_Study text_
[Start of section]

Researchers from the Massachusetts Institute of Technology (MIT) have developed a new system that reads down the pages of a closed book. This happens thanks to an algorithm that uses Terahertz radiation.
The imaging system was developed by researchers at MIT and so far it allows them to identify the first twelve pages of a closed book and analyze and transmit the first nine pages.
The development of this new technology could be very useful for museums and archaeologists that handle sensitive ancient books and documents that could be harm by the touch of a person.
“The Metropolitan Museum in New York showed a lot of interest in this because they want to, for example, look into some antique books that they don’t even want to touch,” informed Barmak Heshmat, a researcher from the MIT and author of the study.
Reading through radiation
The new system can work thanks to terahertz radiation, which is the radiation found between the microwaves and infrared lights. Science has found this type of radiation more effective than other methods like X-rays or sound waves because it provides a better reading.
Terahertz radiation has several benefits over common emissions, for example, it’s able to distinguish ink paper from blank paper since it provides more depth and resolution than other waves like x-rays.
In the study recently published in the journal Nature Communications, researchers note that the new system has been able to read a stack of nine sheets, each one with a single letter written.
The secret of the system is the reflection read by terahertz radiation, as researchers note between every book page there are small air pockets of 20 micrometers deep, this allows the radiation to send a signal and bounce back between every page.

[End of section]

_Task goal_
Continue the article on MIT's terahertz system for reading closed books, starting after its last sentence.

_Data records_
[Start of section]

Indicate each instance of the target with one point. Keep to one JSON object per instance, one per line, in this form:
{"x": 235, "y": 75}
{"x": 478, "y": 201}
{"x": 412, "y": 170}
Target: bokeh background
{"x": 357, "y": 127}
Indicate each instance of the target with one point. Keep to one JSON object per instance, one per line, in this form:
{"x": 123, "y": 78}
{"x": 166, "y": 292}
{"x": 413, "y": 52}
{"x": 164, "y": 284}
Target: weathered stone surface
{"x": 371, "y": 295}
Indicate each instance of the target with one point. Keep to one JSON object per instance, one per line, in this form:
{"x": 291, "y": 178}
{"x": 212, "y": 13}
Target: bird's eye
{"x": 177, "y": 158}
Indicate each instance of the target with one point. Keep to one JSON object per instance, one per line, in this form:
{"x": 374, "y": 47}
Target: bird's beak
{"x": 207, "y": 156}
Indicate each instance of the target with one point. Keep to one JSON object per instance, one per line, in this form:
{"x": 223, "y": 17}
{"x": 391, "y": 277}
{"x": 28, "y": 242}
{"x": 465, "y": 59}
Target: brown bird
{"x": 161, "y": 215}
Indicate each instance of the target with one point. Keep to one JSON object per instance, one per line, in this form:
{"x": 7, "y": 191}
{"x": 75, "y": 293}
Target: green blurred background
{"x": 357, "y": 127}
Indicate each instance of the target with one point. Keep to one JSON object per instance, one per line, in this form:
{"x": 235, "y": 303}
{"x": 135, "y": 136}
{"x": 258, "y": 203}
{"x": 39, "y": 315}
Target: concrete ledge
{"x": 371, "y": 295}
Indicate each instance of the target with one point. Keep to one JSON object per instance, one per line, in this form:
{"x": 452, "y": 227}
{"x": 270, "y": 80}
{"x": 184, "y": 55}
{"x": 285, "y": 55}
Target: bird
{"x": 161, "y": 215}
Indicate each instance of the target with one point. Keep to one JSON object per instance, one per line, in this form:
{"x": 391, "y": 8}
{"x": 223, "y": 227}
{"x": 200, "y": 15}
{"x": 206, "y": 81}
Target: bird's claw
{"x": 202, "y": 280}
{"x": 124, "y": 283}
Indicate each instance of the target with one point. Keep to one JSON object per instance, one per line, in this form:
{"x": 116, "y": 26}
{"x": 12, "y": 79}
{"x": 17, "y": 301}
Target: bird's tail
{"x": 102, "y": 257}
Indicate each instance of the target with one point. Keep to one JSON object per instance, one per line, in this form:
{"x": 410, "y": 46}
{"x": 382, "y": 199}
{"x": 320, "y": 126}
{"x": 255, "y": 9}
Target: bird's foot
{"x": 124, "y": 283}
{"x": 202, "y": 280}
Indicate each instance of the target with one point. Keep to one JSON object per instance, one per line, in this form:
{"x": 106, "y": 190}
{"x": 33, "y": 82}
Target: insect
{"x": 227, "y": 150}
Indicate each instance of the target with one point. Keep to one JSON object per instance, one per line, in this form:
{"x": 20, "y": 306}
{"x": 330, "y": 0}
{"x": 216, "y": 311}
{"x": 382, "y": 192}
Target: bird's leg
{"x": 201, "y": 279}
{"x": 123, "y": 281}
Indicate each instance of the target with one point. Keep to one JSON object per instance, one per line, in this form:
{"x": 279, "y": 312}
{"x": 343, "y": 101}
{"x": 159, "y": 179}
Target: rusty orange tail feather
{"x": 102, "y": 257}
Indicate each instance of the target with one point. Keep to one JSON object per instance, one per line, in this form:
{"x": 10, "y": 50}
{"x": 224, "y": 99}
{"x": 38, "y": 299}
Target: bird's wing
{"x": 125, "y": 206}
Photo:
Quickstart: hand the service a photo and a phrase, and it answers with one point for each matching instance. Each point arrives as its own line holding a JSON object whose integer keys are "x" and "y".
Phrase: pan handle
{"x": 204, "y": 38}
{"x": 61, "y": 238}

[End of section]

_Answer to this exercise_
Researchers created a terahertz camera that throws bursts of radiation to the book and the small sensors within the device can detect the reflection of those bursts when they bounce back.
However, the team has a minor setback with the terahertz camera system, although the book absorbs the majority of the radiation, sometimes the radiation bounces between the pages before going back to the reading sensor and the team has to clear that ‘noise’ before reading the end product.
Thanks to the algorithm created by the research group, the camera takes those reflections and turns them into images that show the content of the pages of the book.
Georgia Tech worked on developing another algorithm that can read those images and translate them since they tend to come distorted and sometimes incomplete.
According to the MIT team, this technology could be exploited by all sorts of markets, from materials located in layers to machine parts and pharmaceuticals. The system is still in its primary stages and needs new developments from the research team.